EXERCISE INPUTS:
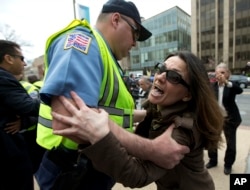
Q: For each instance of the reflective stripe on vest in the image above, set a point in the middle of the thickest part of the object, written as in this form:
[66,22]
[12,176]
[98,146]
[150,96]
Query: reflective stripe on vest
[114,96]
[29,89]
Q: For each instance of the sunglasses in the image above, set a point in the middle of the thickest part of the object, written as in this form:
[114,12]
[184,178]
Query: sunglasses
[19,56]
[172,76]
[135,30]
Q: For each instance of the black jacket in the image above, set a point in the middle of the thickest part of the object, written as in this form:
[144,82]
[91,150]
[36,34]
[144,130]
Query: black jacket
[14,100]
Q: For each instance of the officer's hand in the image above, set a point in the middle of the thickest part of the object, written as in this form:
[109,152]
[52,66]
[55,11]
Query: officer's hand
[167,152]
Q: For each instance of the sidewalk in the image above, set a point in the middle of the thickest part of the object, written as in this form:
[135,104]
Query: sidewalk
[241,165]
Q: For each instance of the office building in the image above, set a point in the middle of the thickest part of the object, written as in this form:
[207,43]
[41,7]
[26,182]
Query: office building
[171,31]
[221,32]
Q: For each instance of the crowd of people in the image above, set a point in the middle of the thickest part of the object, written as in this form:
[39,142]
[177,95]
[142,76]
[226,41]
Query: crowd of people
[49,130]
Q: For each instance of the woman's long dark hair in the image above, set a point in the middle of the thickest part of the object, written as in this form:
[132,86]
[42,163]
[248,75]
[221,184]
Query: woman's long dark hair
[208,116]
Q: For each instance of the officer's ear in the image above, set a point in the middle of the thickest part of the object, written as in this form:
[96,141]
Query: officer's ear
[187,97]
[8,59]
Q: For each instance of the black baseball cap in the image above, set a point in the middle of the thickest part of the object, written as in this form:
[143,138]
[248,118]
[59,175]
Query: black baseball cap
[129,9]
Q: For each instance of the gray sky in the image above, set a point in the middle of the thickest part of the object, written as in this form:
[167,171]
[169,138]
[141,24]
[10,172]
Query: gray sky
[36,20]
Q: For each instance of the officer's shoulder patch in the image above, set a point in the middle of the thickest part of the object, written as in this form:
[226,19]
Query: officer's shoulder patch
[78,41]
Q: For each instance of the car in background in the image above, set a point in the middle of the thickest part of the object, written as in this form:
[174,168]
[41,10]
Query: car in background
[240,79]
[211,76]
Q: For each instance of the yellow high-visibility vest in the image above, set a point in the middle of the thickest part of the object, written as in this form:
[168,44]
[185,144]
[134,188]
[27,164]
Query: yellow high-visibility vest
[114,96]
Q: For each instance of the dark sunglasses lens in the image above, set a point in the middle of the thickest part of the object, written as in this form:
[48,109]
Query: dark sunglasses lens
[173,77]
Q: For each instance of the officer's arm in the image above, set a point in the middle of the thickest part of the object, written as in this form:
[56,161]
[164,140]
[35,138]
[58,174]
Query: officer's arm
[163,150]
[139,115]
[57,106]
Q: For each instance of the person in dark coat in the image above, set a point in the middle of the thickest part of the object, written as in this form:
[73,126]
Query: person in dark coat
[226,92]
[16,106]
[176,99]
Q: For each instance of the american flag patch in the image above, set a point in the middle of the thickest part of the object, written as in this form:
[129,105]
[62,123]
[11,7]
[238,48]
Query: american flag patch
[80,42]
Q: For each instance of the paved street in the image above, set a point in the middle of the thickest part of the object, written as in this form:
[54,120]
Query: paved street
[242,164]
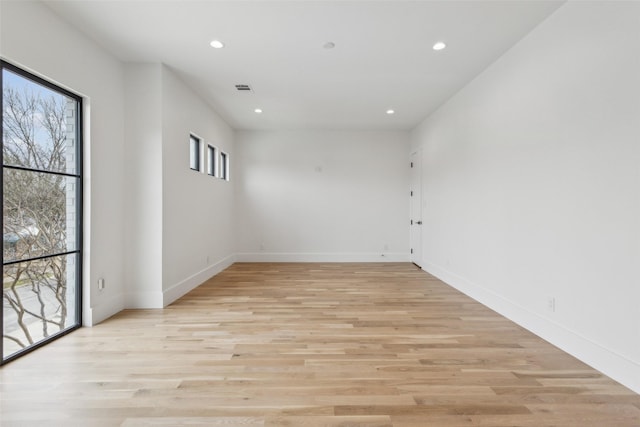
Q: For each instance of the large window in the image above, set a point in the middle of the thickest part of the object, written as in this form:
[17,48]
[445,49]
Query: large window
[42,211]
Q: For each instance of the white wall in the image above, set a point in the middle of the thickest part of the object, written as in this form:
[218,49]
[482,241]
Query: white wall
[531,178]
[143,168]
[322,196]
[198,222]
[32,37]
[179,221]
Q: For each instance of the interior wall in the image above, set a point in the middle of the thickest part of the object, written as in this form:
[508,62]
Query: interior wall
[322,195]
[143,171]
[198,209]
[531,185]
[32,37]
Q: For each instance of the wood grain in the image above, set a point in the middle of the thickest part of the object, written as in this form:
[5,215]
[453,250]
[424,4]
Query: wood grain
[311,345]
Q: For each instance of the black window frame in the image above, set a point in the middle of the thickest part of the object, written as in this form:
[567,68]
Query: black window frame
[79,192]
[194,155]
[224,166]
[212,170]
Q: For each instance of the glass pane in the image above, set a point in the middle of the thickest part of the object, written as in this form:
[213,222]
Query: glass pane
[39,214]
[194,158]
[39,301]
[212,160]
[39,126]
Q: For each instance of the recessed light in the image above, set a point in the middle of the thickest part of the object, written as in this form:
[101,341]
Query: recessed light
[216,44]
[439,46]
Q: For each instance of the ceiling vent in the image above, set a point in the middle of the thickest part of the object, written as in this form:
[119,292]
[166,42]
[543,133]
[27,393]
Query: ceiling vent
[244,88]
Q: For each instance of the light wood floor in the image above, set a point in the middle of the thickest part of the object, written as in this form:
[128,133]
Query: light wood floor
[311,345]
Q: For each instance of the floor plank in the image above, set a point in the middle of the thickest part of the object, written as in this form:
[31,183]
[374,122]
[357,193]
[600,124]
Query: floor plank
[311,345]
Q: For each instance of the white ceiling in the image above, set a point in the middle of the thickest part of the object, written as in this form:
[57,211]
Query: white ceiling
[383,57]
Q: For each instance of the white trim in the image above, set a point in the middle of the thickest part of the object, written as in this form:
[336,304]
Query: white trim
[93,315]
[614,365]
[144,299]
[179,289]
[322,257]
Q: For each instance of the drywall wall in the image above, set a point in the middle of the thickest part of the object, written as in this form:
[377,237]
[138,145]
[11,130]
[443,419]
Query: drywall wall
[198,222]
[180,222]
[322,196]
[143,169]
[32,37]
[531,185]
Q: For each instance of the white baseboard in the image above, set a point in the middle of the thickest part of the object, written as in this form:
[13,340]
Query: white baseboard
[616,366]
[321,257]
[93,315]
[144,299]
[179,289]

WHAT TO PRODUCE: Transcribe the whole listing, character for character, but not its images.

EXERCISE ANSWER:
Q: For each instance of the reflective stripe on vest in the image above, set a point in the middle of the thickest part of the object, written as in this form:
[66,22]
[12,176]
[98,146]
[150,96]
Query: reflective stripe on vest
[114,96]
[29,89]
Q: For each instance of the sunglasses in the image above, set a point in the middle of the thickest part of the object, written as in this form:
[114,12]
[184,178]
Query: sunglasses
[19,56]
[172,76]
[135,30]
Q: For each instance of the black jacket in the image above, set a point in the middle of the thickest part of the object, written as in this form:
[144,82]
[91,150]
[36,34]
[144,130]
Query: black jacket
[14,100]
Q: For each instance of the officer's hand in the image above, set a point in the middle of the thickest part of the object, written as in this form:
[109,152]
[52,66]
[55,11]
Query: officer's hand
[167,152]
Q: For each instance of the sidewalk in the image above, set a point in the middle of the thickest part of the object, written as in this form:
[135,104]
Query: sidewalk
[241,165]
Q: For each instance of the office building in the image above, set a point in the middle of the thickest part of the object, written as in this form:
[207,43]
[41,7]
[26,182]
Query: office building
[171,31]
[221,32]
Q: For each instance of the crowd of people in the image above, set a point in the middle of the thickest part of the object, written as in this form:
[39,142]
[177,95]
[142,76]
[226,41]
Query: crowd of people
[49,130]
Q: For each instance of the woman's long dark hair in the image above, set a point in the middle of the thickest part of the object, written as in this form:
[132,86]
[42,163]
[248,75]
[221,184]
Query: woman's long dark hair
[208,116]
Q: For each instance of the officer's ear in the image above, set a point in the middle of the thickest part of the object, written as in this form:
[96,141]
Query: officer's ear
[187,97]
[8,59]
Q: For each instance of the black baseball cap in the image above, set a point in the middle of the thickest part of the object, written as in this form:
[143,138]
[248,118]
[59,175]
Query: black baseball cap
[129,9]
Q: For each instance of the gray sky in the image above, set a point in the middle of the thickest part of the object, written as in this form:
[167,171]
[169,138]
[141,24]
[10,172]
Query: gray sky
[36,20]
Q: For each instance of the officer's shoulder patch in the image above, set a point in the middle of the thickest part of the object, written as in this form:
[226,19]
Query: officer's shoulder patch
[78,41]
Q: For each instance of the car in background in the image above, set a point in the middle of the thickest part of the object, written as in this form:
[174,168]
[41,10]
Query: car in background
[240,79]
[211,76]
Q: For each instance of the yellow high-visibility vest in the image above, set a point in the middle of the thickest part of the object, written as in this form:
[168,44]
[185,144]
[134,188]
[27,164]
Query: yellow high-visibility vest
[114,96]
Q: For each instance of the dark sunglasses lens in the image above, set a point in the middle of the thickest part of the object, written as in this form:
[48,109]
Query: dark sunglasses lens
[173,77]
Q: For each instance of the officer's arm in the image above, set a point in the middle of the thickest part of the object, written as in this form:
[56,161]
[164,140]
[35,138]
[58,174]
Query: officer's arm
[163,150]
[139,115]
[57,106]
Q: For each instance of the person in dark coat in the image above, set a point in the middle of the thickest part of the object, written as in this form:
[73,126]
Query: person in dark coat
[226,92]
[16,106]
[176,99]
Q: For each instance of the american flag patch in the image above, set a point in the middle of the thickest part of the object, written as in this form:
[129,105]
[62,123]
[11,7]
[238,48]
Query: american flag patch
[80,42]
Q: For each instance of the paved street in the image above, set a point in the middle of the thickest part of the object, written as in this form:
[54,120]
Query: paved street
[242,164]
Q: For each instance of the large window in the image above, set a point in the middle of the thickest part of the object, written as in this form:
[17,48]
[445,49]
Query: large window
[42,211]
Q: For each instance of the white wall in the image above, set a point in the middle of the thickest part of the object, written as in this form:
[218,49]
[482,241]
Query: white wall
[531,178]
[143,168]
[322,196]
[198,222]
[32,37]
[179,221]
Q: For each instance of the interior wall in the image above, set a point in the middle of the thickest part of the object, written as in this form:
[508,62]
Query: interior wall
[322,195]
[143,171]
[198,209]
[531,185]
[32,37]
Q: For each instance of the wood grain in the image above, set a point in the middle of the thickest part of the object, written as in this form:
[5,215]
[453,250]
[424,4]
Query: wood grain
[311,345]
Q: For each instance of the black window frame in the image above, set a point in the middle of the thickest part of the object, written as in this form:
[567,68]
Query: black window frame
[79,192]
[194,155]
[224,166]
[212,170]
Q: For each instance of the glass pane in the image above, set a point in the middle of the thickest part of the object, written as in this form:
[213,222]
Query: glass pane
[39,214]
[194,158]
[39,301]
[212,160]
[39,126]
Q: For each instance of the recessed light in the image above, set a point in the middle of the thickest part of the object, written as in this form:
[101,341]
Query: recessed light
[216,44]
[439,46]
Q: For each instance of the ceiling vent in the image above, set a point in the middle of the thickest part of the object, written as in this form:
[119,292]
[166,42]
[543,133]
[27,393]
Query: ceiling vent
[244,88]
Q: For each instance of the light wood floor in the image above, set a point in the middle of the thickest part of the object, written as in this form:
[128,133]
Query: light wood floor
[311,345]
Q: For each instance of the floor plank in the image above, set a point in the middle of the thickest part of the object, written as in this form:
[31,183]
[374,122]
[357,193]
[600,124]
Query: floor plank
[311,345]
Q: For each instance of the white ceiling in the image above, set a point in the middle of the thickest part of the object, written as in this form:
[57,211]
Query: white ceiling
[383,57]
Q: For each instance of the white trim in the image above, set a point in the middle of the thickest part of the object, written as in this form:
[336,304]
Query: white trim
[93,315]
[614,365]
[144,299]
[179,289]
[322,257]
Q: For each instance of the drywall wall in the image above, set a point in the middle of the thickest part of the object, written as in this form:
[377,237]
[138,145]
[11,130]
[443,419]
Query: drywall wall
[198,222]
[180,222]
[322,196]
[143,169]
[32,37]
[531,185]
Q: For each instance of the white baseboard in the image above, set a point in the middle of the thickest part of the object, written as in this form:
[13,340]
Query: white baseboard
[616,366]
[321,257]
[93,315]
[144,299]
[179,289]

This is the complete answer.